● **Try it**
Select the lines of the records containing the word "woman" and list them.
--- Given data Enclosed Below ---
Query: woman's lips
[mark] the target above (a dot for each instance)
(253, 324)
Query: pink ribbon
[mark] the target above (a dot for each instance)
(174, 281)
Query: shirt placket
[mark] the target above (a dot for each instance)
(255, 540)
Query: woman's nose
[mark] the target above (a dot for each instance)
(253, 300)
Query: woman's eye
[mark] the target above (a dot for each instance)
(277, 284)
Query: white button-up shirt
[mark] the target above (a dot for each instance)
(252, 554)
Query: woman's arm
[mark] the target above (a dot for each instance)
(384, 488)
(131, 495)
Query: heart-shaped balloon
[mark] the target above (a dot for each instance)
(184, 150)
--- End of Enclosed Given data ---
● **Task result**
Query: woman's lips
Query: woman's nose
Query: woman's eye
Query: woman's arm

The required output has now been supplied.